Short task:
Please show every line of the material below that contains the word "green". Case counts, so only matches with the same capitalization qualify.

Excerpted data:
+++

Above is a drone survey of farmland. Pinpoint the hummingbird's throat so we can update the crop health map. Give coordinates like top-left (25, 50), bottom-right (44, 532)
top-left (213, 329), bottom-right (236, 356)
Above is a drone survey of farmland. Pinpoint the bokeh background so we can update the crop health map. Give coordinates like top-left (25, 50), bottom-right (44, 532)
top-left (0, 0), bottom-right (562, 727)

+++

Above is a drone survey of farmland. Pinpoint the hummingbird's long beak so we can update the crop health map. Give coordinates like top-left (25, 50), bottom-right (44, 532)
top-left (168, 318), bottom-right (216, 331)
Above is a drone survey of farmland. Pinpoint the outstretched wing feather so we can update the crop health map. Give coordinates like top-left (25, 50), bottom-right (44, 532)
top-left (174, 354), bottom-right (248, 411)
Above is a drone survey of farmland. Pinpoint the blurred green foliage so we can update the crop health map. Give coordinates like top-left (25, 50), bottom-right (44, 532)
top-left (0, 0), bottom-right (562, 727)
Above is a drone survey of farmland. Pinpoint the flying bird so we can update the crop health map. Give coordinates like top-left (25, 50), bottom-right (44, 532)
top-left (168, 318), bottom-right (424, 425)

+++

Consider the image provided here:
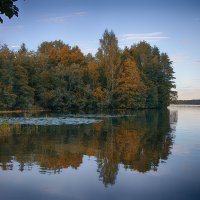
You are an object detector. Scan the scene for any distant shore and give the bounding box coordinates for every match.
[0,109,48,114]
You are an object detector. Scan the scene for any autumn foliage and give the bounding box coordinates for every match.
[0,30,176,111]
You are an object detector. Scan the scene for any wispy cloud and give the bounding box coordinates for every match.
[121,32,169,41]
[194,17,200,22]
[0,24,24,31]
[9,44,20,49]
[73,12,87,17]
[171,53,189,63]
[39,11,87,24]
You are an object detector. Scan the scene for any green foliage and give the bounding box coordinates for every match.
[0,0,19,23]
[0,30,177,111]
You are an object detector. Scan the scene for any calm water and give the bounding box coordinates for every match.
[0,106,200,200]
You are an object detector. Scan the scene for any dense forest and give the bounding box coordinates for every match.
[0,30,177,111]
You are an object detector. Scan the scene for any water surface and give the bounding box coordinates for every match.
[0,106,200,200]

+++

Final answer:
Above is a drone survey of farmland. Pinpoint the blurred green foliage so we can update the crop health map. Give coordinates like top-left (25, 50), bottom-right (44, 532)
You are an object detector. Scan the scene for any green foliage and give the bounding box coordinates for every match.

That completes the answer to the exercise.